■ **Aim of the exercise**
The entries shown below are to be printed in full, unaltered.

■ **Supplied data**
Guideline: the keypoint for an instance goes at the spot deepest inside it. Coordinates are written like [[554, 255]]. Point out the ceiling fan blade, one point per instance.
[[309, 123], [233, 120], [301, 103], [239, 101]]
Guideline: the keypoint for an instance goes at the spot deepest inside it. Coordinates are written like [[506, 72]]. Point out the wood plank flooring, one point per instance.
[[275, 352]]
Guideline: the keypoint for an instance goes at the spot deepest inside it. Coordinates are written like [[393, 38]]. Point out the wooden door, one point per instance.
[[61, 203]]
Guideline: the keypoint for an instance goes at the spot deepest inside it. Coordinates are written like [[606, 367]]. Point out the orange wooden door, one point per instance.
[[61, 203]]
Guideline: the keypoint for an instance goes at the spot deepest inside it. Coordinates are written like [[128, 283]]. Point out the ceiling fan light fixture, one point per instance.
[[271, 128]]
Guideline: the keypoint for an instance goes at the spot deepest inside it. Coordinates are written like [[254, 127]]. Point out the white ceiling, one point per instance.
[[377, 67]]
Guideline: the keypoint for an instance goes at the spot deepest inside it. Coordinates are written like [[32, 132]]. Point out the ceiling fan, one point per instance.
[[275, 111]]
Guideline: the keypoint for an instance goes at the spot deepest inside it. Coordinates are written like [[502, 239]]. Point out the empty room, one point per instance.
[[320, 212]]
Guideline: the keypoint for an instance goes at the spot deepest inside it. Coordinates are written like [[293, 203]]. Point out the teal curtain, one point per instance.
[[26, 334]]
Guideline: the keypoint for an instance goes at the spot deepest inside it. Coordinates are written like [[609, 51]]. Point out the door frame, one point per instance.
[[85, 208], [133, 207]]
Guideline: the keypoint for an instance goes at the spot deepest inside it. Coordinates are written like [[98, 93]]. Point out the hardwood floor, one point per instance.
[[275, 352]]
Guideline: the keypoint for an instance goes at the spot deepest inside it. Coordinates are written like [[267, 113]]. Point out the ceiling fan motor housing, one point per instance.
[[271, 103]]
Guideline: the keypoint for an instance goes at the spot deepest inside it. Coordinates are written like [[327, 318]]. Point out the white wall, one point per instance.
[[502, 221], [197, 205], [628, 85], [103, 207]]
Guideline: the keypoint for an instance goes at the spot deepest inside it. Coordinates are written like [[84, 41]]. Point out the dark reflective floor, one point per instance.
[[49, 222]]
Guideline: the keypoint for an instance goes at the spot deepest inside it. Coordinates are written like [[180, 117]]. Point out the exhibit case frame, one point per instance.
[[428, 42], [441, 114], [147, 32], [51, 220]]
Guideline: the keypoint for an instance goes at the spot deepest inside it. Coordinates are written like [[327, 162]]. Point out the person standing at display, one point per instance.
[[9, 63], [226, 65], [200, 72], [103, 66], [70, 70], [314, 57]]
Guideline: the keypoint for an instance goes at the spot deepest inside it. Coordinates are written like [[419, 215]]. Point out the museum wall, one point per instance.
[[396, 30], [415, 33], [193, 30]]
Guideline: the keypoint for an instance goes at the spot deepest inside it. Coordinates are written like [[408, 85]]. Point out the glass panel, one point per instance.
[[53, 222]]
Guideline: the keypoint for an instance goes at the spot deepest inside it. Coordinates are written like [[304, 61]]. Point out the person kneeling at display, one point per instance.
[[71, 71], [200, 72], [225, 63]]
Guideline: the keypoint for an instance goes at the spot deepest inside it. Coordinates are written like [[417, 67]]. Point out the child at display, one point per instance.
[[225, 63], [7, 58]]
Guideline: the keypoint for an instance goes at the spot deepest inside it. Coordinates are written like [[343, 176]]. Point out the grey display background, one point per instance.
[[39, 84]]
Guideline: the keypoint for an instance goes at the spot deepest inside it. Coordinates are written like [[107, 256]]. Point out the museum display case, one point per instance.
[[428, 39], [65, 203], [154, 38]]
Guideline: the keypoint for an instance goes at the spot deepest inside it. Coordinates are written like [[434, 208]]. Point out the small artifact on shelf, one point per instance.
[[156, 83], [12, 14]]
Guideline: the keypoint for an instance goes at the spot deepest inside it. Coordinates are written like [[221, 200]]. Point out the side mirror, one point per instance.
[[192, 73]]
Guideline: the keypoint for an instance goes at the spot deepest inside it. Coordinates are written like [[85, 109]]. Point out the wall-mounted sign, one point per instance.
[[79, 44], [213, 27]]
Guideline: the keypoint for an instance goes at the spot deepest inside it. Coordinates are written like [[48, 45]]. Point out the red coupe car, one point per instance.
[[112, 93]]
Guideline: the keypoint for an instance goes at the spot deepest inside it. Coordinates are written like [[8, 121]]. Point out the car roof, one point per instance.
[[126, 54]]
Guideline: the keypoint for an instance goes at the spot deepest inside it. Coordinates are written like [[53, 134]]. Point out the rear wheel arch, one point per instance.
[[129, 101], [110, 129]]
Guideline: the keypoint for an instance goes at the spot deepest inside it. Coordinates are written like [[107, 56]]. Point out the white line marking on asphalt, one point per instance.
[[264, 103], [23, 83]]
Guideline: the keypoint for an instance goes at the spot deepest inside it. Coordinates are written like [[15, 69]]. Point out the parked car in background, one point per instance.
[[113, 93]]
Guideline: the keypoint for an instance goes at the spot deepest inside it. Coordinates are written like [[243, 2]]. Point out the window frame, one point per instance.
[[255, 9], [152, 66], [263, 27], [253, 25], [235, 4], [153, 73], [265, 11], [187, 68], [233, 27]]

■ **Result for this task**
Guideline: the keypoint for an instance goes at the spot deepest inside it. Coordinates are written like [[554, 255]]. Point out the ceiling fan blade, one point per instance.
[[309, 123], [233, 120], [301, 103], [239, 101]]
Guideline: the keypoint for an instance goes at the spot deepest inside it. Coordinates are written like [[506, 72]]. Point out the wood plank flooring, one point per instance.
[[275, 352]]
Guideline: the keypoint for an instance goes at the spot deepest inside it. Coordinates are written like [[393, 38]]. Point out the wooden door, one point per instance.
[[61, 203]]
Guideline: the keypoint for an instance goes at the spot deepest inside it. Coordinates are written like [[606, 367]]. Point out the orange wooden door, one point per instance.
[[61, 203]]
Guideline: the keypoint for an instance goes at the spot deepest inside it. Coordinates are written like [[128, 283]]. Point out the ceiling fan light fixture, one point per instance.
[[271, 128]]
Guideline: the keypoint for an instance goes at the spot deepest inside it. Coordinates are written like [[254, 127]]. Point out the white ceiling, one point per instance.
[[377, 67]]
Guideline: the keypoint for an instance goes at the spot deepest inside it. Coordinates are written like [[32, 132]]. Point out the ceiling fan, one point per instance.
[[275, 111]]
Guideline: the keypoint for an instance goes at the spot deepest inside it. Coordinates are written like [[502, 239]]. Point out the empty room, one point per instance.
[[320, 212]]
Guideline: the keypoint for an instance goes at the spot deepest inside it. Coordinates are written like [[293, 203]]. Point out the teal curtain, one point per instance.
[[26, 334]]
Guideline: the keypoint for an instance goes at the spot deepest inside it. Coordinates are written like [[609, 51]]. Point out the door frame, one point per instance.
[[85, 208], [133, 207]]
Guideline: the keypoint for an instance goes at the spot deepest inside it. Coordinates are written like [[98, 93]]. Point out the hardwood floor, one point per instance.
[[275, 352]]
Guideline: the keypoint for an instance goes at the spot deepest inside it. Coordinates are written like [[267, 113]]. Point out the ceiling fan motor housing, one point per instance.
[[271, 103]]
Guideline: the keypoint for an instance goes at the spot deepest inside it. Coordinates are written like [[327, 318]]. Point out the white wall, one point per instance.
[[502, 221], [197, 205], [628, 85], [103, 207]]
Guideline: the keypoint for an instance goes at the spot deepest inside it. Coordinates are written like [[84, 41]]. Point out the dark reflective floor, one point per instance.
[[49, 222]]
Guideline: the keypoint for an instance goes at the spot deepest inside it. Coordinates are written like [[180, 117]]. Point out the exhibit case frame, one point per instance.
[[428, 42], [441, 114], [147, 32], [51, 220]]
Guideline: the keypoint for an instance goes at the spot deepest inside it. Coordinates are written like [[327, 162]]. Point out the person standing at display, one point per instance.
[[9, 63], [226, 65], [200, 72], [103, 66], [70, 70], [314, 57]]
Guideline: the keypoint for an instance goes at the spot deepest inside it. Coordinates are written like [[419, 215]]. Point out the museum wall, one point per instance.
[[396, 30], [415, 33], [193, 30]]
Guideline: the keypoint for an instance goes at the spot deepest inside it. Coordinates are written like [[408, 85]]. Point out the glass panel, one point per instance.
[[53, 222]]
Guideline: the keypoint for an instance goes at the spot deepest inside it. Coordinates are written like [[304, 61]]. Point out the person kneeling at display, one point per instance.
[[71, 71], [200, 72], [225, 63]]
Guideline: the keypoint for an instance goes at the spot deepest inside it. Coordinates are written like [[417, 67]]. Point out the child at display, one point per instance.
[[225, 63], [7, 58]]
Guideline: the keypoint for an instance goes at the spot deepest inside it. Coordinates are written like [[343, 176]]. Point out the grey display background, one point per instance.
[[39, 84]]
Guideline: the keypoint for an instance goes at the spot deepest inside it. Coordinates are written like [[107, 256]]. Point out the museum display case, one point per instance.
[[428, 39], [65, 203], [154, 38]]
Guideline: the keypoint for an instance goes at the spot deepest inside it. Coordinates are written like [[434, 208]]. Point out the small artifact on shelf, one point per instance.
[[156, 83], [12, 14]]
Guideline: the keypoint for an instance goes at the spot deepest inside it. Coordinates are written like [[221, 200]]. Point out the side mirror, one point per instance.
[[192, 73]]
Guideline: the keypoint for an instance goes at the spot deepest inside it. Coordinates are written like [[85, 109]]. Point out the wall-mounted sign, one point per instance.
[[79, 44], [213, 27]]
Guideline: the keypoint for an instance goes at the spot deepest inside it. Coordinates are written like [[48, 45]]. Point out the red coupe car, one point per instance.
[[112, 93]]
Guideline: the keypoint for an instance goes at the spot deepest inside it. Coordinates are written like [[8, 121]]. Point out the car roof, one point per instance.
[[126, 54]]
Guideline: the keypoint for an instance goes at the spot deepest inside it. Coordinates are written like [[53, 134]]. Point out the rear wheel arch, one point per instance.
[[129, 101], [110, 129]]
Guideline: the keypoint for an instance goes at the spot deepest inside it. Coordinates are written like [[107, 56]]. Point out the white line marking on asphalt, one point per instance.
[[264, 103], [23, 83]]
Guideline: the keypoint for an instance goes at the spot deepest inside it. Coordinates are written like [[15, 69]]. Point out the parked car in background, one point per instance.
[[113, 93]]
Guideline: the keypoint for an instance goes at the spot deepest inside it. Coordinates are written like [[243, 2]]. Point out the window frame, one point per instance.
[[255, 9], [152, 66], [263, 27], [253, 25], [235, 4], [153, 73], [265, 11], [187, 68], [233, 27]]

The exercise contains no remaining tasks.